Work to complete:
A - According to the hospital signage passage, why should external signs be illuminated?
B - List every group of people that the hospital signage passage says signage helps find the right locations.
C - Extract the part of the hospital signage passage between "An exterior sign" and "and outpatients, etc.", inclusive.

Quoted passage:
+===+

Hospitals are large, complex institutions with often confusing layouts. Hospital signage is crucial to help staff, patients, visitors, contractors and delivery companies find the right locations.
It can also ensure that health and safety requirements are complied with and can even make the hospital more welcoming to those who are worried and anxious. Using signage to achieve all these things requires detailed planning and here, we’ll look at six key considerations needed when purchasing hospital signage.
- Assuring people they have arrived
When assessing the signage needs of your hospital, you need to begin outside. Hospitals have a lot of people going to them, aside from staff and patients, there are always lots of visitors and delivery vehicles. Everyone will need to know they have come to the right place, especially if there is more than one hospital in the town.
An exterior sign displaying the name of the hospital is essential and this will need to be clearly seen by traffic on the nearby roads. In some circumstances, multiple exterior signs may be needed and if the hospital is set back from the roadside, freestanding signs might need to be located near to the site’s entrance.
As hospitals are open 24 hours a day, external signs should be illuminated to ensure they can be seen during the night.
- Getting to the right building or entrance
While knowing they have arrived at the right site can put anxious patients at ease, there’s the added complexity that hospitals are usually made up of different buildings, some of which can be on different sites, and which often have their own car parks, entrances and delivery depots. Even in single-building facilities, there are usually multiple entry points, such as the main entrance, A&E and outpatients, etc.
So, in addition to large signs that name the hospital, individual buildings and entrances will need external signage that informs people what part of the hospital they are at. On top of this, external wayfinding signs can point people in the right direction in what can be a confusing and potentially disorientating environment.

+===+

Data excerpts:
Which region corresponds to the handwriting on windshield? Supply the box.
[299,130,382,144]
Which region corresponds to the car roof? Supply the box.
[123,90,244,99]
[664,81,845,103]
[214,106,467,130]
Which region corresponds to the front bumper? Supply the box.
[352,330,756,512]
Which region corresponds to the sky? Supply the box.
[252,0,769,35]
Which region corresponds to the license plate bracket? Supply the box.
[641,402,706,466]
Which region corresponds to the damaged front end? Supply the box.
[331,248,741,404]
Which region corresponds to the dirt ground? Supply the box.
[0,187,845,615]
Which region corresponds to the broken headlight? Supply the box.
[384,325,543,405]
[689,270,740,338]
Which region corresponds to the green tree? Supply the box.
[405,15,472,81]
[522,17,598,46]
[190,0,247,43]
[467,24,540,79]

+===+

Answers:
A - Hospitals are open 24 hours a day, so external signs need to be seen during the night.

B - Staff, patients, visitors, contractors and delivery companies.

C -
An exterior sign displaying the name of the hospital is essential and this will need to be clearly seen by traffic on the nearby roads. In some circumstances, multiple exterior signs may be needed and if the hospital is set back from the roadside, freestanding signs might need to be located near to the site’s entrance.
As hospitals are open 24 hours a day, external signs should be illuminated to ensure they can be seen during the night.
- Getting to the right building or entrance
While knowing they have arrived at the right site can put anxious patients at ease, there’s the added complexity that hospitals are usually made up of different buildings, some of which can be on different sites, and which often have their own car parks, entrances and delivery depots. Even in single-building facilities, there are usually multiple entry points, such as the main entrance, A&E and outpatients, etc.